Stated goal - Transcribe all of the data below without alteration, keeping every line in its original order.

Dataset records -
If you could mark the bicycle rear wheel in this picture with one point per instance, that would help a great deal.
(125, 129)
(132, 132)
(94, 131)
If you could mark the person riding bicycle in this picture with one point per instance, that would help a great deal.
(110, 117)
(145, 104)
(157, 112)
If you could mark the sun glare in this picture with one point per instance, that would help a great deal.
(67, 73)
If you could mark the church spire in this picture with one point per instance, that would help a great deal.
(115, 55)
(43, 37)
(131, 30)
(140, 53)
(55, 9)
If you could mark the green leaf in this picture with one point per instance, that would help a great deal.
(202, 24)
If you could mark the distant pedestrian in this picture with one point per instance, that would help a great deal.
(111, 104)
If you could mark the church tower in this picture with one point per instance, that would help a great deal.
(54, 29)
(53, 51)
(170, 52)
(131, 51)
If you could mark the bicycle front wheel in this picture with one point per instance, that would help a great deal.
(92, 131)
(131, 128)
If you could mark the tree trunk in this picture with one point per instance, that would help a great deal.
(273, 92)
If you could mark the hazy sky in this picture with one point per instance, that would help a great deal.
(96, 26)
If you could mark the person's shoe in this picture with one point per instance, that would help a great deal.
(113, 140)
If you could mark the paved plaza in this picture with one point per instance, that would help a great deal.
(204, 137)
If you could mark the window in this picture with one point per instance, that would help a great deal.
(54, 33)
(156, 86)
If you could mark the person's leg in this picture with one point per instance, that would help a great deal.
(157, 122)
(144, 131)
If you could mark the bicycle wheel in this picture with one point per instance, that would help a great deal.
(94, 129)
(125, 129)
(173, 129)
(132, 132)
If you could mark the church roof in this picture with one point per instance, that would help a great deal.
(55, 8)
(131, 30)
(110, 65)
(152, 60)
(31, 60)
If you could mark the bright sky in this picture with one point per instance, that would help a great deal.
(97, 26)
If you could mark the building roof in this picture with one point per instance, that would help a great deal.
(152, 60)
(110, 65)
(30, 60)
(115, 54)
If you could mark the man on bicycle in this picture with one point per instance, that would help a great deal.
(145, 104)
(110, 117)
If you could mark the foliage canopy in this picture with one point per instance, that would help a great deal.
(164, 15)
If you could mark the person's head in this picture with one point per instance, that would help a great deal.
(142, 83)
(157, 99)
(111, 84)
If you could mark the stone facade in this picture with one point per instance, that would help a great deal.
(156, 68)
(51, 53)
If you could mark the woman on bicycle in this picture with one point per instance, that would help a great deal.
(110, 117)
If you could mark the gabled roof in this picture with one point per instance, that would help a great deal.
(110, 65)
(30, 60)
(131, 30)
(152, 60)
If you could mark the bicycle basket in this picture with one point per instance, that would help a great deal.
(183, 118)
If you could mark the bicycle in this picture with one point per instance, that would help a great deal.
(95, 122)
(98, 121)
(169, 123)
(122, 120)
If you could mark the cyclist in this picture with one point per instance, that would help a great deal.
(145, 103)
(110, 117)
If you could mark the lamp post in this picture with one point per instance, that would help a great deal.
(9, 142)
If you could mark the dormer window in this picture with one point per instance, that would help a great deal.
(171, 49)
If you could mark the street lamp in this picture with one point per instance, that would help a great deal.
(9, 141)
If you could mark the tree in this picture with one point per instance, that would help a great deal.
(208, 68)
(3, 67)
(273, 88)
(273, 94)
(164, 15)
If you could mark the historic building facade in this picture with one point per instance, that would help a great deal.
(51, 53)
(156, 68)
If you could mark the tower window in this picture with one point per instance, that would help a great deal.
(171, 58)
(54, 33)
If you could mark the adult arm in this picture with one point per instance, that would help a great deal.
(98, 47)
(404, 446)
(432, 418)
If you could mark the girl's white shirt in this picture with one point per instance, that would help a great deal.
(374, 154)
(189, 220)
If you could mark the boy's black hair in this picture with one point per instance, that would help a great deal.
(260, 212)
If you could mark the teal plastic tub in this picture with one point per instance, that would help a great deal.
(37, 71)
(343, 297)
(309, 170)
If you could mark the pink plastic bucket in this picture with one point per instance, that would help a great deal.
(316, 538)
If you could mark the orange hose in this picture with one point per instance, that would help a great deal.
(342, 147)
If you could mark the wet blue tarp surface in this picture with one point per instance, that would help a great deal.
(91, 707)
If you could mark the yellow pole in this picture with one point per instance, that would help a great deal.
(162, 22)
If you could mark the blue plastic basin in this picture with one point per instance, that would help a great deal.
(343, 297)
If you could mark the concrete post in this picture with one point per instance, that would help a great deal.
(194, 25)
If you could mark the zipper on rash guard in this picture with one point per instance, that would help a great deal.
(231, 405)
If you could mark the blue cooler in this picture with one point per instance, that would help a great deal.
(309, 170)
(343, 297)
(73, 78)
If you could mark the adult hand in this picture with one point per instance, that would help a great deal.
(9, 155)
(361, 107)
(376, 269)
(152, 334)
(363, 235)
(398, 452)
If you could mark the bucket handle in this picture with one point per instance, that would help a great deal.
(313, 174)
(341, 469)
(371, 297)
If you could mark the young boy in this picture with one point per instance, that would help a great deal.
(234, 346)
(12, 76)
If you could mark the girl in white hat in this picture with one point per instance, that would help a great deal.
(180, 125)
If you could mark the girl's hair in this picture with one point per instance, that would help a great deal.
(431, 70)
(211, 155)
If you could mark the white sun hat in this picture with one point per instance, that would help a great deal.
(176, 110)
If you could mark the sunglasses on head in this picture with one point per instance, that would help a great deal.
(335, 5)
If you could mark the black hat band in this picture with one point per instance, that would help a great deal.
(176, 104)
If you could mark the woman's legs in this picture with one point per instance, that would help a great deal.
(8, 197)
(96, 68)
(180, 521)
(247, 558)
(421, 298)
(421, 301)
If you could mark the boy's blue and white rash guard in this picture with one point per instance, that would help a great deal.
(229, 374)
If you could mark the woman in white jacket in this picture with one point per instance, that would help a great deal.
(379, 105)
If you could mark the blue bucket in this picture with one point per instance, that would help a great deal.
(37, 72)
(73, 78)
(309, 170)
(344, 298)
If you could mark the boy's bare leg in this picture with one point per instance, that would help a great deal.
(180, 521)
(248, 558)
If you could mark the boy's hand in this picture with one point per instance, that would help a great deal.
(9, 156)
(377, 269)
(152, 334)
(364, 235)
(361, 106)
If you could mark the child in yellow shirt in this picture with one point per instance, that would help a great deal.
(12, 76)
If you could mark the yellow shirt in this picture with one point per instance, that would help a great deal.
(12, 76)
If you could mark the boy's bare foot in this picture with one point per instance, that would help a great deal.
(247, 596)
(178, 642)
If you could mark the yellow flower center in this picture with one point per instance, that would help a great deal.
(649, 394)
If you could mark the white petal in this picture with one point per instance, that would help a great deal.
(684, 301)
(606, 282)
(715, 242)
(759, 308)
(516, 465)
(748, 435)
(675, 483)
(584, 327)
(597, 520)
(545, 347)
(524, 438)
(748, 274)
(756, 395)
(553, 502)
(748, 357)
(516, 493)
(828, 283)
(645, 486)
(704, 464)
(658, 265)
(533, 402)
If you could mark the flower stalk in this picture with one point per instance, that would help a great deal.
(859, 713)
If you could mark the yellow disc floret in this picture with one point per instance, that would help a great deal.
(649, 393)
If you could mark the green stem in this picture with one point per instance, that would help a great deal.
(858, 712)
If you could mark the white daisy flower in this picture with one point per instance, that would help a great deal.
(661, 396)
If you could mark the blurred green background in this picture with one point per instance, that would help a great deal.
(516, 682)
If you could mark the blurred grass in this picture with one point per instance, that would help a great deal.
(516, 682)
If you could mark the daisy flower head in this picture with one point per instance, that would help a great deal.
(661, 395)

Response to this exercise -
If you could mark the bicycle rear wheel in this picture with one point per instance, that would help a great deal.
(125, 129)
(132, 132)
(94, 131)
If you could mark the person riding bicycle in this picture with one point per instance, that would help a great deal.
(110, 117)
(145, 104)
(157, 112)
If you could mark the sun glare in this picture with one point per instance, that would help a great deal.
(67, 73)
If you could mark the church spire in this picture with one point per instance, that would help a great deal.
(115, 55)
(43, 37)
(131, 30)
(140, 53)
(55, 9)
If you could mark the green leaf in this picture with one point per instance, that would help a great deal.
(202, 24)
If you could mark the distant pedestrian in this picture with one point per instance, that would help a great deal.
(111, 104)
If you could mark the church tower in this picture with one point per instance, that would help a great deal.
(54, 29)
(53, 51)
(170, 52)
(131, 51)
If you could mark the bicycle front wheel in this picture with one point per instance, that would help a great deal.
(92, 131)
(131, 128)
If you could mark the tree trunk in this picture with one point per instance, that would help a great deal.
(273, 92)
If you could mark the hazy sky in this picture with one point per instance, that would help a great deal.
(96, 26)
If you could mark the person's shoe in this picture with one point per instance, that would help a great deal.
(113, 140)
If you could mark the paved plaza in this picture with one point per instance, that would help a great deal.
(204, 137)
If you could mark the window in this picture with one point per instance, that would help a great deal.
(54, 33)
(156, 86)
If you could mark the person's leg in this picture with one point per instance, that would help a great deal.
(157, 122)
(144, 131)
If you could mark the bicycle wheel in this picture with one point per instance, that would help a great deal.
(94, 129)
(125, 129)
(173, 129)
(132, 132)
If you could mark the church roof in this picture with one point per instance, that would help a great deal.
(55, 8)
(131, 30)
(110, 65)
(152, 60)
(31, 60)
If you could mark the bright sky in this picture with one point per instance, that would help a great deal.
(97, 26)
If you could mark the building roof in this picture with one point per instance, that would help a great deal.
(152, 60)
(110, 65)
(30, 60)
(115, 54)
If you could mark the man on bicycle in this picture with one point per instance, that would help a great deal.
(145, 104)
(110, 117)
If you could mark the foliage canopy in this picture with one point per instance, that would help a great deal.
(164, 15)
If you could mark the person's head in this picture with one point per instance, that would help a great deal.
(142, 83)
(157, 99)
(111, 84)
If you could mark the stone facade in this picture with one point per instance, that would help a great deal.
(156, 68)
(51, 53)
If you could mark the woman on bicycle in this picture with one point per instance, that would help a great deal.
(110, 117)
If you could mark the gabled roof in this picture with one point per instance, that would help a great deal.
(110, 65)
(30, 60)
(131, 30)
(152, 60)
If you could mark the bicycle basket in this picture with one point per instance, that would help a great deal.
(183, 118)
If you could mark the bicycle in this picture with one point per instance, that would help a great deal.
(95, 122)
(98, 121)
(169, 123)
(122, 120)
If you could mark the cyclist in this picture with one point per instance, that would help a great deal.
(145, 103)
(110, 117)
If you could mark the lamp post in this picture with one point per instance, that would help a great deal.
(9, 142)
If you could mark the dormer window in this picture with one point per instance, that would help a great deal.
(171, 49)
If you could mark the street lamp in this picture with one point per instance, that would help a great deal.
(9, 141)
If you could mark the tree in this picture with one point per instance, that would help a great deal.
(208, 68)
(3, 67)
(273, 88)
(273, 94)
(164, 15)
If you could mark the historic building facade in this picture with one point per instance, that would help a great deal.
(51, 53)
(156, 68)
If you could mark the tower window in this picture with one point per instance, that would help a great deal.
(171, 58)
(54, 33)
If you could mark the adult arm in this picture with one point per instance, that would help a great deal.
(98, 47)
(404, 446)
(432, 418)
If you could mark the girl's white shirt in this picture with one point per instance, that would help a great deal.
(374, 154)
(189, 220)
If you could mark the boy's black hair in this picture with one point per instance, that would help a great deal.
(260, 212)
If you could mark the teal plastic tub in this picture with one point per instance, that would help a great deal.
(37, 71)
(343, 297)
(309, 170)
If you could mark the pink plastic bucket in this picture with one point per instance, that would help a great deal.
(316, 538)
If you could mark the orange hose in this picture with one point per instance, that would help a great deal.
(342, 147)
If you could mark the wet blue tarp surface in this picture with one point per instance, that would help a great deal.
(91, 707)
If you could mark the yellow pole in this picture with one point per instance, that would help a great deal.
(162, 22)
If you could mark the blue plastic basin in this picture with one point per instance, that would help a great deal.
(343, 297)
If you could mark the concrete post in this picture with one point per instance, that would help a great deal.
(194, 25)
If you could mark the zipper on rash guard in this picture with one point per instance, that would help a great deal.
(231, 405)
If you could mark the blue cooler in this picture with one point per instance, that would help a great deal.
(309, 170)
(343, 297)
(73, 78)
If you could mark the adult hand in this picture with one point per instance, that would help a great deal.
(9, 155)
(361, 107)
(376, 269)
(152, 334)
(363, 235)
(398, 452)
If you could mark the bucket handle in this picture with one point per instance, that would help a great deal.
(313, 174)
(341, 469)
(371, 297)
If you could mark the young boy in this picture with one point per instance, that would help a great deal.
(234, 346)
(12, 76)
If you could mark the girl in white hat in this picture with one point per instance, that would help a great deal.
(180, 125)
If you could mark the girl's hair in this picture with one point per instance, that would help a great deal.
(431, 70)
(211, 155)
If you could mark the white sun hat in this picture with one point per instance, that would help a great deal.
(176, 110)
If you could mark the sunglasses on head in this picture with one point per instance, that would help a great deal.
(335, 5)
If you could mark the black hat band in this picture with one point per instance, that would help a great deal.
(176, 104)
If you could mark the woman's legs in this picture with one point per instance, that would help a great deal.
(8, 197)
(96, 68)
(180, 521)
(247, 558)
(421, 298)
(421, 301)
If you could mark the boy's blue and white rash guard in this picture with one point per instance, that would help a great deal.
(229, 374)
If you could mark the woman in white jacket in this picture with one point per instance, that would help a great deal.
(379, 105)
If you could mark the blue bucket in this picture with one point per instance, that would help a great deal.
(37, 72)
(73, 78)
(309, 170)
(344, 298)
If you could mark the boy's bare leg in this picture with one point per instance, that would help a great deal.
(180, 521)
(248, 558)
If you could mark the boy's hand in this picture with one point per instance, that would help a great deal.
(9, 156)
(377, 269)
(152, 334)
(364, 235)
(361, 106)
If you could mark the child in yellow shirt in this picture with one point per instance, that would help a great deal.
(12, 76)
If you could mark the yellow shirt in this picture with one point per instance, that would help a great deal.
(12, 76)
If you could mark the boy's bare foot in this picture with one point per instance, that would help a great deal.
(247, 596)
(178, 642)
If you could mark the yellow flower center in this picture with one point per instance, that would help a great deal.
(649, 394)
If you could mark the white petal in this picture with one point per instance, that would help a great deal.
(684, 301)
(606, 282)
(715, 242)
(759, 308)
(516, 465)
(748, 435)
(675, 483)
(584, 327)
(597, 520)
(545, 347)
(524, 438)
(748, 274)
(756, 395)
(553, 502)
(748, 357)
(516, 493)
(828, 283)
(645, 486)
(704, 464)
(658, 265)
(533, 402)
If you could mark the flower stalk in this picture with one point per instance, that would help a great deal.
(859, 713)
If you could mark the yellow disc floret in this picture with one point per instance, that would help a great deal.
(649, 393)
If you could mark the green stem in this picture with one point per instance, that would help a great deal.
(858, 712)
If you could mark the white daisy flower in this picture with one point per instance, that would help a great deal.
(661, 396)
If you could mark the blurred green background in this picture with one point per instance, that would help a great deal.
(516, 682)
If you could mark the blurred grass in this picture with one point per instance, that would help a great deal.
(516, 682)
If you could mark the daisy flower head in this picture with one point per instance, that would help a great deal.
(661, 395)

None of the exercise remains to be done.